— Start of Extracted entries —

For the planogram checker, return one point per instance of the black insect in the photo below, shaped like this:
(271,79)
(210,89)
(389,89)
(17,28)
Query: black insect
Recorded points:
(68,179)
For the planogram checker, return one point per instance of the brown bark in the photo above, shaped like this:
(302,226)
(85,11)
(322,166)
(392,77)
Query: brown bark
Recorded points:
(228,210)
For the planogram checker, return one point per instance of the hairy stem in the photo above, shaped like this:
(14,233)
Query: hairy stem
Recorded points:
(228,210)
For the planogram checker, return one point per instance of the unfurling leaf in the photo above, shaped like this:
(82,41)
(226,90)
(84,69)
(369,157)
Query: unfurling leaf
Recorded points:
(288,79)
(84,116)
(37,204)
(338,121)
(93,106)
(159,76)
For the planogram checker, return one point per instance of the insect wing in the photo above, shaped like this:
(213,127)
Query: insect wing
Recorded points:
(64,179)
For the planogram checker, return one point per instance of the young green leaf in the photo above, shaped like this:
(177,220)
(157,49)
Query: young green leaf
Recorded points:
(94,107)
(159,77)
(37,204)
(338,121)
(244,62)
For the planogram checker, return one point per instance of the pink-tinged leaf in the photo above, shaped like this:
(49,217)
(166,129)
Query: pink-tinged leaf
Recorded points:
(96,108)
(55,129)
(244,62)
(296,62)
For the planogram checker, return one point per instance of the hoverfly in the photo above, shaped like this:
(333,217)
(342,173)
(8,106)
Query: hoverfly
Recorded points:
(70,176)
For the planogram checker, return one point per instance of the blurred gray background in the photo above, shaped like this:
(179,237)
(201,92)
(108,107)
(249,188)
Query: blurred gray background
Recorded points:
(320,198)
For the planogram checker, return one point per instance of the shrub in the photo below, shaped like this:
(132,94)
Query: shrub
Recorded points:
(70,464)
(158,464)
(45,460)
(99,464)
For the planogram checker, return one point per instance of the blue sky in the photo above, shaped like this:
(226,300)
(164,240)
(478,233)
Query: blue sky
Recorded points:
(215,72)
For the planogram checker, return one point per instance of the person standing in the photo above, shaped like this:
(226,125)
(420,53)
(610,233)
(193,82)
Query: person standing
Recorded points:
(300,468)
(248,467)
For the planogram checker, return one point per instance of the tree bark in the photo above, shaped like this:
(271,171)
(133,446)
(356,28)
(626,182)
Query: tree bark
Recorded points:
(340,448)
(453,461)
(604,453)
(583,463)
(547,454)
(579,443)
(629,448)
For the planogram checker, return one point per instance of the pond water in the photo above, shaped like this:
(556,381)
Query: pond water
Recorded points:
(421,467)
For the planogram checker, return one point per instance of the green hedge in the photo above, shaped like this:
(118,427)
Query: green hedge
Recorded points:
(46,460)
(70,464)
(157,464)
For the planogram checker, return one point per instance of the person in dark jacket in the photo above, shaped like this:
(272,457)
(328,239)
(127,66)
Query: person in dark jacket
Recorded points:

— End of Extracted entries —

Can you quote exactly the lines from the one containing "of the shrub" through the last line of the records above, and nothing else?

For the planogram checker, return one point per instance of the shrub in the photo below, shaped like this:
(132,94)
Query: shrub
Recorded points:
(70,464)
(158,464)
(45,460)
(99,464)
For the planogram checker, return one point per instance of the blue sky in the photo above, shaped like this:
(226,300)
(164,240)
(478,233)
Query: blue sky
Recorded points:
(215,72)
For the planogram checker, return one point per instance of the person standing in the photo above, shaped like this:
(226,125)
(420,53)
(610,233)
(193,82)
Query: person standing
Recorded points:
(300,468)
(248,467)
For the planogram checker, return one point per instance of the tree bark in the photo above, shaped like this:
(271,171)
(133,446)
(356,28)
(626,182)
Query: tree bark
Recorded points:
(340,448)
(453,461)
(604,453)
(583,463)
(547,454)
(579,443)
(629,448)
For the planogram checker, return one point per instance of the pond water in the photo above, shaped like this:
(556,381)
Query: pond water
Recorded points:
(421,467)
For the planogram checker, return one point per instance of the green hedge in the photo above, shaped like this:
(118,427)
Query: green hedge
Recorded points:
(46,460)
(70,464)
(157,464)
For the planogram checker, return one point per instance of the person in dark jacket in the photo above, shaped like this:
(272,457)
(328,239)
(127,66)
Query: person in dark jacket
Recorded points:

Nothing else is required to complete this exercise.